# ASSIGNED TASK
Once you reach the line containing "This document provides" in the data below, restate each line word for word up to and including the one containing "box: [196, 353, 545, 460]".

# THE RECORDS
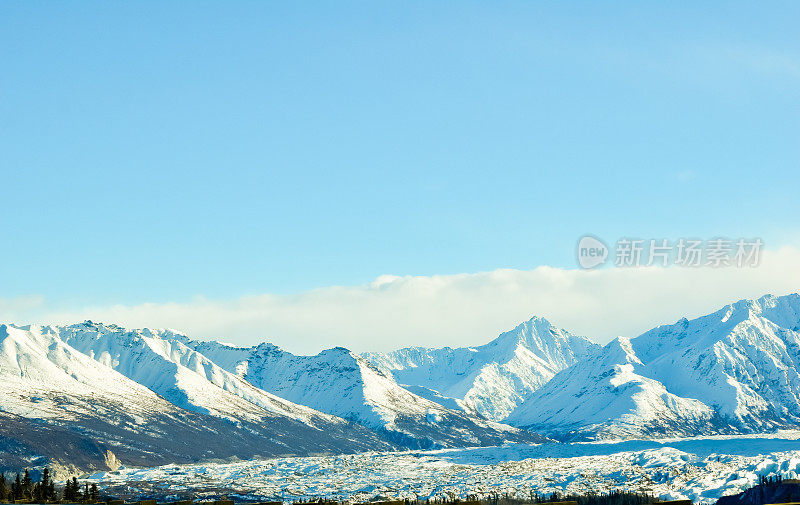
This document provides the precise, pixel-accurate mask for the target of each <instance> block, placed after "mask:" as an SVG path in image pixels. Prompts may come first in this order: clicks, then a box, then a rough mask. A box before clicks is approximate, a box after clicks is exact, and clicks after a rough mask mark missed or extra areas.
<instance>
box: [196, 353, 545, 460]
---
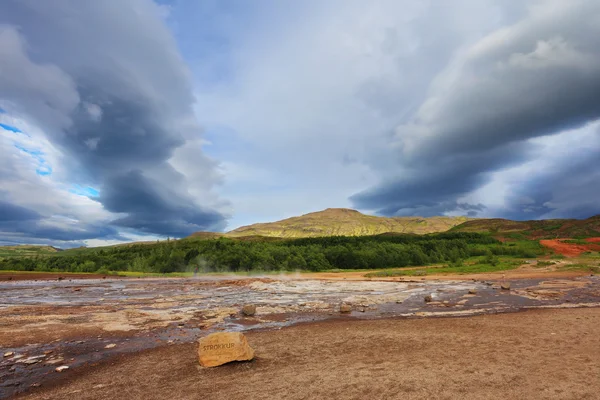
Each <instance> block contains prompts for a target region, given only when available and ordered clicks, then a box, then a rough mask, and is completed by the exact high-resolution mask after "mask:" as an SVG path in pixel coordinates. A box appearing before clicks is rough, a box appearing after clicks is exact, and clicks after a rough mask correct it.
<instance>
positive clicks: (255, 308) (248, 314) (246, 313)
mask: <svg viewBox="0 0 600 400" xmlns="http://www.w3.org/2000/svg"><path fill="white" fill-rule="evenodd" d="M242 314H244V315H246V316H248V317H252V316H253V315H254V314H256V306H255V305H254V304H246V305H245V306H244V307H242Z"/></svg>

# RESPONSE AREA
This document provides the precise, pixel-accurate mask for the target of each <instance> block, placed after "mask:" as an SVG path in image pixels. Prompts may come first in this order: clicks, then a box, then a rough mask. A box before clicks is approximate, a box after clicks is exact, and clicks after a rough mask mark missed or extra areas.
<instance>
box: [196, 353, 545, 460]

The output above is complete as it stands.